## Text extract
──────

# Furnishings an acceptable Cane Detection Barrier?



## greenbubba (May 18, 2015)

At our university wall mounted computer / tv screens are popping up all over and quite often in the circulation path. In my opinion placing a piece of furniture below a protruding object does not meet ADA. I have found (on ADA.gov) that at least for Existing Facilities  a possible solution is to;  _"Install furnishings, planters, or other cane-detectable barriers underneath."_ However, I can find no indication that when altering or building a new facility you would not need to have a fixed cane detectable barrier. Anyone that could point me to a defensible ruling on that? I'm sure to get push back on this issue and need to be able to point to a specific ruling or standard.


----------



## mark handler (May 18, 2015)

You are not going to find that answer. Just not out there

Use Flat screen units or build a cabinet.

By the wat Welcome to the site


----------



## jdfruit (May 19, 2015)

Welcome greenbubba

I work for one of the largest universities in CA. Your situation is endemic throughout the country. Our policy is to use "built-in" casework so users won't be tempted to easily move it. Defensible is a matter of the complete situation, too many variables to control, so if you have most combinations covered by policy, liberally distribute, and preach the policy as much as possible then you have done all that can be reasonably forseen.


----------



## mark handler (May 19, 2015)

Policy,  not code.


----------



## mtlogcabin (May 19, 2015)

> In my opinion placing a piece of furniture below a protruding object does not meet ADA.


ADA may not address placement of furniture as being compliant. However the furniture would act as a barrier to aid the visually impaired from hitting the protruding objects and thus follow the "intent" of the requirement.

Better to have something under the protruding object that will meet the "intent" then nothing and risk an injury


----------



## greenbubba (May 19, 2015)

thanksThanks all - what all above has said concurs with the ADA Info Line I called this morning. So as far as a classroom goes - furniture, a potted plant, etc can act as a cane detectable barrier since once it is in place the space below my 6" protruding screen is no longer a circulation path. However, once someone moves said furnishings and the space in front of the screen becomes an aisle to access any portion of the room, our University would no longer be in compliance. As MarkH and jdfruit suggest a policy of having fixed cane detectable barriers and/ or recessed mounts is prudent. I will run that up the flagpole and hopefully we will do just that.

View attachment 1183


View attachment 1184


View attachment 1183


View attachment 1184


/monthly_2015_05/572953d6af0e8_WallScreenProtruding6.png.43e2271e3f20e09e63f2f7bfbfc4aacc.png

/monthly_2015_05/tally.png.c413e48776981d8e7749ff3d0fb4be8a.png


----------



## steveray (May 19, 2015)

Once something is there, it is a barrier....They can remove a ramp too...The violation occurs when the element is altered, not because it might be altered....Document, document, document.


----------



## mark handler (May 19, 2015)

steveray said:
			
		

> Once something is there, it is a barrier....


it *"CAN BE"* a barrier


----------



## ADAguy (May 20, 2015)

Note: Is this any different than a waste receptacle in a bathroom that moves where ever a janitor chooses?

The ADA allows for alternate methods and means (policy), furniture is a moveable object not covered by the ADA inless it is bolted (fixed) in place.

Though the "spirit" (performance) of the ADA is it's "intent", the technical (prescriptive) provisions  (as we all know) cannot cover every occurance or the ADASAD would become a 10 volume set (one for each chapter) and even then we would still run into items overlooked or because of new technology occurring.


----------



## greenbubba (Nov 6, 2015)

Just noted in access- board guidelines animation that objects should be fixed. See comment at 3:25 in video.

http://www.access-board.gov/images/videos/protrudingobjects-captioned.mp4


----------

──────

## Raw data
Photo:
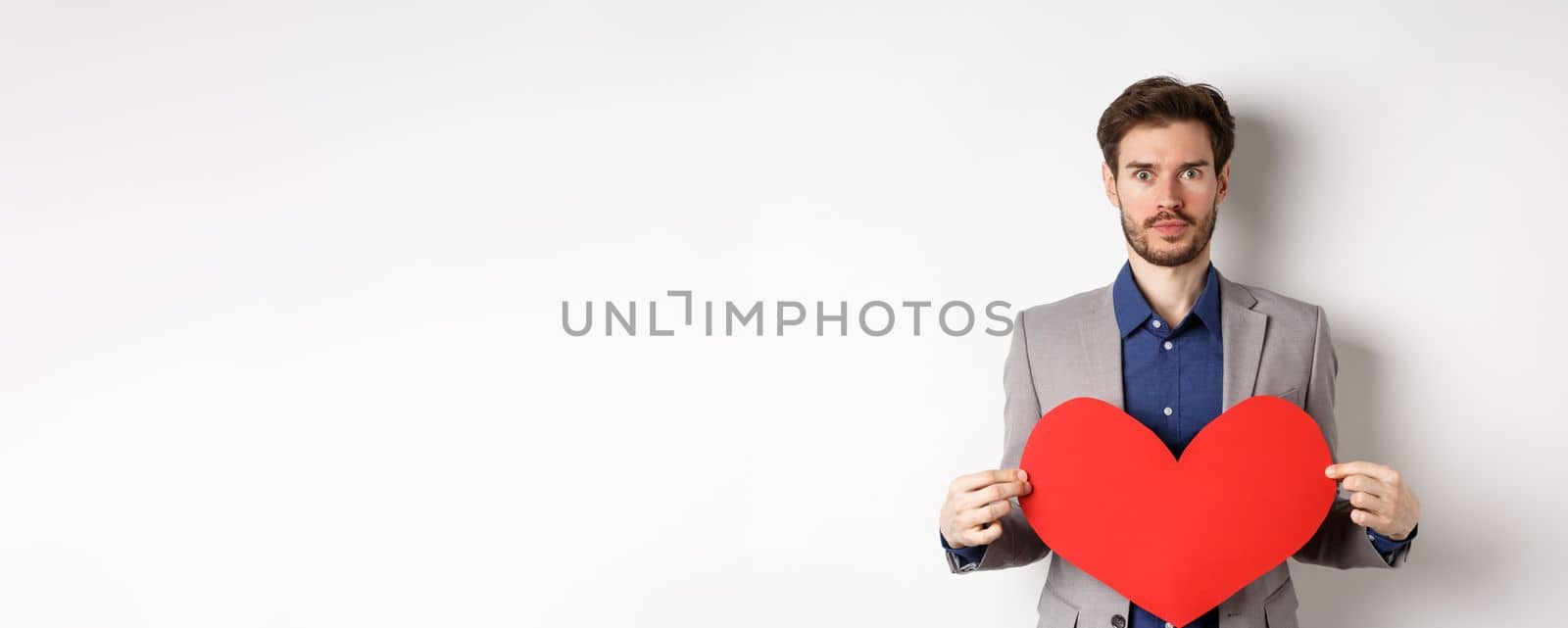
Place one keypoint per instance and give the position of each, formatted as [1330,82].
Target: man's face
[1168,191]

──────

## Instruction
In the forum thread on cane detection barriers, swap "furniture" for "furnishings" and write out the passage starting with "## mtlogcabin (May" and going on through "of the requirement.". This data comes from a separate source.

## Solved problem
## mtlogcabin (May 19, 2015)

> In my opinion placing a piece of furnishings below a protruding object does not meet ADA.


ADA may not address placement of furnishings as being compliant. However the furnishings would act as a barrier to aid the visually impaired from hitting the protruding objects and thus follow the "intent" of the requirement.